→ Excerpt:
[Start of section]

"I just also think that it ended the development of Hellenic culture, since there were no longer city-states to fight for prestige by housing great thinkers."
I disagree - You had competition from Bactria, the Ptolemaic kingdom, Attalid, the Antigonid. Cities like Pergamum, Alexandria, Damascus, Antioch, etc, all flourishing. I mean Alexandria alone negates the view that Greek cities were no longer capable of producing great cultural achievement.
As for housing great thinkers and schools - you had Diogenes and his Stoics; the Skeptic and Epicurean schools. I think Greek culture was developing quite progressively. Indeed, it was this hotbed of ideas that was able to produce Christianity (which I think is a blend of Stoic & Cynic philosophy, mostly Stoic). You had Euclid, Eratosthenes, Herophilos, etc.
"they did not only translate Greek texts, they did not repress Greek ideas and they did build off of them."

[End of section]

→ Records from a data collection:
[Start of section]

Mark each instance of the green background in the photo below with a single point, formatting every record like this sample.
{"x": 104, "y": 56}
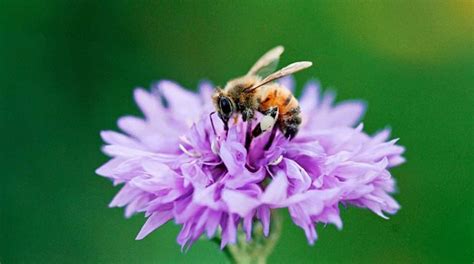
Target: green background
{"x": 68, "y": 68}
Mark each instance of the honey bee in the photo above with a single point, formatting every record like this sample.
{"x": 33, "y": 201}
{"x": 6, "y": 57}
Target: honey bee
{"x": 256, "y": 91}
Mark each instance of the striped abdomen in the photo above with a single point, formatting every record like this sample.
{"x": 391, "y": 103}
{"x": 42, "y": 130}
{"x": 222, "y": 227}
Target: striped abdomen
{"x": 289, "y": 117}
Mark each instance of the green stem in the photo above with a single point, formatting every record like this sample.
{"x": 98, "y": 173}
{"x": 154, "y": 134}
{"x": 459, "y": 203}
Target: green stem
{"x": 259, "y": 248}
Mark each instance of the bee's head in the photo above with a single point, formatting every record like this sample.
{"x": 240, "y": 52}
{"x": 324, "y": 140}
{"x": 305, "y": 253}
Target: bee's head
{"x": 224, "y": 105}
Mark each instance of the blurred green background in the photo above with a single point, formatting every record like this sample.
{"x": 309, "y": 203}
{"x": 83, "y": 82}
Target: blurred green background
{"x": 67, "y": 70}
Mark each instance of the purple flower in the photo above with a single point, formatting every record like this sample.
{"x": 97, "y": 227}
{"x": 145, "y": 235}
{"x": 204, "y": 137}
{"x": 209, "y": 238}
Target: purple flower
{"x": 172, "y": 166}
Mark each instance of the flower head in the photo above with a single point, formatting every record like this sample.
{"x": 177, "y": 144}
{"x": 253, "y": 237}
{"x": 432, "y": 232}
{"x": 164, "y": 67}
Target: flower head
{"x": 173, "y": 166}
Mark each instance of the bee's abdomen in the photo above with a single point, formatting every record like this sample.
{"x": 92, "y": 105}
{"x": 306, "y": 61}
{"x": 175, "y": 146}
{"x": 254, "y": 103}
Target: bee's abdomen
{"x": 276, "y": 95}
{"x": 289, "y": 117}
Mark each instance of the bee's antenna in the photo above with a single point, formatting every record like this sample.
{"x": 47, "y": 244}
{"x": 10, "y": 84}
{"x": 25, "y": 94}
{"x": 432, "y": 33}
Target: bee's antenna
{"x": 212, "y": 123}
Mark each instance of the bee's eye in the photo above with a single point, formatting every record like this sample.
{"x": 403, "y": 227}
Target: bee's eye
{"x": 225, "y": 105}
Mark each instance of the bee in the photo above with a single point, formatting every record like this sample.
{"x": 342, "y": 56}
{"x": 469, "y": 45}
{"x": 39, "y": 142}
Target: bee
{"x": 257, "y": 91}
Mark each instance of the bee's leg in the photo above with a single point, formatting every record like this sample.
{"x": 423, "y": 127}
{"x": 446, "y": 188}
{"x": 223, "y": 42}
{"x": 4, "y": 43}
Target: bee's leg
{"x": 267, "y": 122}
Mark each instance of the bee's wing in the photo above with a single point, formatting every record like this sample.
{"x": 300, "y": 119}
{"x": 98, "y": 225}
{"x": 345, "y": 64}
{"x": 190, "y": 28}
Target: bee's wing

[End of section]

→ Instructions to follow: Write what comes next in the passage on Greek culture, starting right after its last sentence. This data has no connection to the passage on Greek culture.

→ Output for this exercise:
How can this be said. Look at the case of Avarroes, one of the philosophers that the Islamic Golden Age people like to hold up as the exemplar of Islamic achievement? He was banished and his works were burned. He had no school. Most of the examples of 'great Muslim scholars' were non-Muslims who lived in Muslim lands. For example, Constantine of Carthage, who translated Greek medical texts into Arabic & Latin. Or Moses Maimonides, also not a Muslim. And most of what was done was transmission of work from other civilizations to the West, not original contribution. But the Muslims get the credit nonetheless, for example in their transmission of Hindu numerals. Other work was of a speculative nature than the Muslim rulers never bothered to apply.
Considering their supremacy on the world-stage for a good 4 or so centuries, and their inheritance of all of this vast knowledge from the Hindu and Greek civilizations, it is remarkable how little that was new was produced.